--- START OF READING TEXT ---

FIRST AMENDMENT TO FINANCING AGREEMENT

EX-10.2 5 dex102.htm FIRST AMENDMENT TO FINANCING AGREEMENT First Amendment to Financing Agreement

Exhibit 10.2

FIRST AMENDMENT

TO

FINANCING AGREEMENT

THIS FIRST AMENDMENT TO FINANCING AGREEMENT (this “Amendment”), dated as of April __, 2006 (the “Effective Date”), by and among CITISTEEL USA, INC., a Delaware corporation (“Borrower”), each of the Lenders from time to time party to the Financing Agreement (as defined below), and U.S. BANK NATIONAL ASSOCIATION, a national banking association, as LC Issuer and as Agent, is as follows:

Preliminary Statements

A. Borrower, Agent, and the Lenders are parties to a Financing Agreement dated as of August 25, 2005 (the “Financing Agreement”). Capitalized terms which are used, but not defined, in this Amendment will have the meanings given to them in the Financing Agreement.

B. Borrower has requested that Agent and the Lenders: (i) waive an existing Event of Default with respect to the Financial Covenant for capital expenditures, and (ii) increase the maximum capital expenditures Financial Covenant for the Fiscal Years ending on and after December 31, 2006, all as set forth herein.

C. Agent and the Lenders are willing to so amend the Financing Agreement as contemplated by the terms, and subject to the conditions, of this Amendment.

Statement of Amendment

In consideration of the covenants, agreements, and conditions set forth in this Amendment, and for other good and valuable consideration, the receipt and sufficiency of which are hereby acknowledged, Agent, the Lenders and Borrower hereby agree as follows:

1. Amendment to Financing Agreement. Subject to the satisfaction of the conditions of this Amendment, Section 1 of Exhibit E to the Financing Agreement is hereby amended in its entirety by substituting the following in its stead:

Section 1. Capital Expenditures. Borrower will not make capital expenditures (including expenditures for fixed assets, leases, maintenance, or repairs capitalized or required, in accordance with GAAP consistently applied, to be capitalized on Borrower’s books by purchase, lease-purchase agreement, option or otherwise) in a total amount that exceeds (i) $12,000,000 in the aggregate for Borrower’s Fiscal Year ending on December 31, 2006 or (ii) $10,000,000 in the aggregate for any of Borrower’s Fiscal Years ending on or after December 31, 2007.


2. Current Covenant Default. Based on financial and other information submitted by Borrower to Agent, a certain Event of Default has occurred (the “Current Covenant Default”) under Section 1 of Exhibit E to the Financing Agreement with respect to capital expenditures for the Fiscal Year ended on December 31, 2005 (a required maximum amount of $5,500,000 opposite an actual result of approximately $6,341,000). Borrower has requested that Agent and the Lenders waive the Current Covenant Default. Agent and the Lenders hereby waive the Current Covenant Default for the specific period indicated. The waiver provided in this Section 2, either alone or together with other waivers which Agent or any Lender may give from time to time, shall not, by course of dealing, implication or otherwise, obligate Agent or any Lender to waive any Event of Default, past, present or future, other than that specifically waived by this Amendment, or reduce, restrict or in any way affect the discretion of Agent or any Lender in considering any future waiver requested by Borrower.

--- END OF READING TEXT ---

Can you write out the passage of the financing amendment between "Preliminary Statements" and "set forth herein.", inclusive? The records that follow the amendment come from a different source.

--- START OF PROVIDED INFORMATION ---

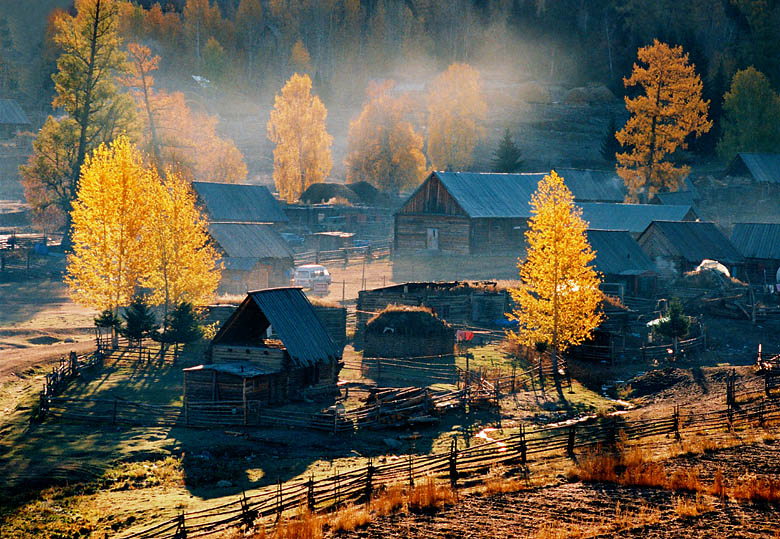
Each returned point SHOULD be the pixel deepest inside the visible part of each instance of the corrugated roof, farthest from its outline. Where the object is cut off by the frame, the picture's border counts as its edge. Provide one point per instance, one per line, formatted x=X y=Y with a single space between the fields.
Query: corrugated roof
x=696 y=241
x=487 y=194
x=249 y=241
x=618 y=253
x=764 y=167
x=594 y=185
x=12 y=113
x=757 y=240
x=632 y=217
x=239 y=203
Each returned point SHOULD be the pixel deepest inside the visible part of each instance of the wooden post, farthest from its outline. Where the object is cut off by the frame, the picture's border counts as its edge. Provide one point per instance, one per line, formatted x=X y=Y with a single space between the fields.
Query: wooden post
x=244 y=401
x=570 y=442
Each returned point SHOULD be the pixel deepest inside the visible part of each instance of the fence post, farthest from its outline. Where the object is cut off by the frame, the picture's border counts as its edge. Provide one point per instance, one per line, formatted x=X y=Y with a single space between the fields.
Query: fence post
x=369 y=482
x=181 y=528
x=676 y=418
x=310 y=502
x=453 y=466
x=570 y=442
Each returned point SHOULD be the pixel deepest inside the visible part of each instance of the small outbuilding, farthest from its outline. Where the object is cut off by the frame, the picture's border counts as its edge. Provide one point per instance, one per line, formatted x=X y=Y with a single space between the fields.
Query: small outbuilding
x=622 y=261
x=677 y=247
x=759 y=243
x=246 y=364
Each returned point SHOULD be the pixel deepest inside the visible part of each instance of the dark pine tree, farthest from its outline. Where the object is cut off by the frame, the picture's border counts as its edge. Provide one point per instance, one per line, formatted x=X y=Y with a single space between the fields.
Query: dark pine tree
x=507 y=156
x=139 y=322
x=610 y=145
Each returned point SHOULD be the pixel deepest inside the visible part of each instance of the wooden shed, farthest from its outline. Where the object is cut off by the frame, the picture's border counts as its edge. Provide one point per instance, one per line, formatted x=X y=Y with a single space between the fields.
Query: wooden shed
x=677 y=247
x=246 y=362
x=254 y=256
x=759 y=243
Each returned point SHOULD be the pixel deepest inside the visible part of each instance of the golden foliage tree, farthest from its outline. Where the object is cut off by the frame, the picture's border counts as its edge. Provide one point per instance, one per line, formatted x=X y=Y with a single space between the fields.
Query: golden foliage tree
x=297 y=127
x=110 y=255
x=176 y=136
x=456 y=113
x=184 y=262
x=558 y=301
x=669 y=109
x=383 y=147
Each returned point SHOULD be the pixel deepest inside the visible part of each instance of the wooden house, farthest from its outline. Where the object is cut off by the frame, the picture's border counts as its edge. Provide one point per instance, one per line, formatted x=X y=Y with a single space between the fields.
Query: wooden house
x=239 y=203
x=622 y=261
x=12 y=119
x=254 y=256
x=677 y=247
x=634 y=218
x=759 y=243
x=757 y=167
x=484 y=213
x=248 y=365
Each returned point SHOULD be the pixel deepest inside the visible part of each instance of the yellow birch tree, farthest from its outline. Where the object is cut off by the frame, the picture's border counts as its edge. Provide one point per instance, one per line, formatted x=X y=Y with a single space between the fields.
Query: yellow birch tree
x=297 y=127
x=184 y=262
x=669 y=109
x=558 y=301
x=382 y=147
x=456 y=113
x=110 y=255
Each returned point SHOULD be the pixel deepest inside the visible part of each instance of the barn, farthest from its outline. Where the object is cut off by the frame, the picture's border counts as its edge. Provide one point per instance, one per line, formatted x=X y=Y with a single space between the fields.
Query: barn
x=677 y=247
x=254 y=256
x=246 y=364
x=622 y=261
x=485 y=213
x=759 y=243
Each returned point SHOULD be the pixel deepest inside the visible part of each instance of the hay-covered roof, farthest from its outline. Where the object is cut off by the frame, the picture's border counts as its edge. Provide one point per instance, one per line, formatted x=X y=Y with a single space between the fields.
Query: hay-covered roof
x=408 y=321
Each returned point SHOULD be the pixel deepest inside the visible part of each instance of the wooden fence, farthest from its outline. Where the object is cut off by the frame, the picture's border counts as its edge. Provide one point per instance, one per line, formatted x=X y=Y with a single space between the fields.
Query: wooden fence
x=518 y=450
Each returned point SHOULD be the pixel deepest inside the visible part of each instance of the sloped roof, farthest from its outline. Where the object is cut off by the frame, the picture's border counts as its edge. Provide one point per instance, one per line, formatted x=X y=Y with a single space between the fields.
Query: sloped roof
x=249 y=241
x=494 y=195
x=764 y=167
x=293 y=318
x=12 y=113
x=757 y=240
x=618 y=253
x=632 y=217
x=239 y=203
x=696 y=241
x=593 y=185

--- END OF PROVIDED INFORMATION ---

**EXERCISE SOLUTION:**
Preliminary Statements

A. Borrower, Agent, and the Lenders are parties to a Financing Agreement dated as of August 25, 2005 (the “Financing Agreement”). Capitalized terms which are used, but not defined, in this Amendment will have the meanings given to them in the Financing Agreement.

B. Borrower has requested that Agent and the Lenders: (i) waive an existing Event of Default with respect to the Financial Covenant for capital expenditures, and (ii) increase the maximum capital expenditures Financial Covenant for the Fiscal Years ending on and after December 31, 2006, all as set forth herein.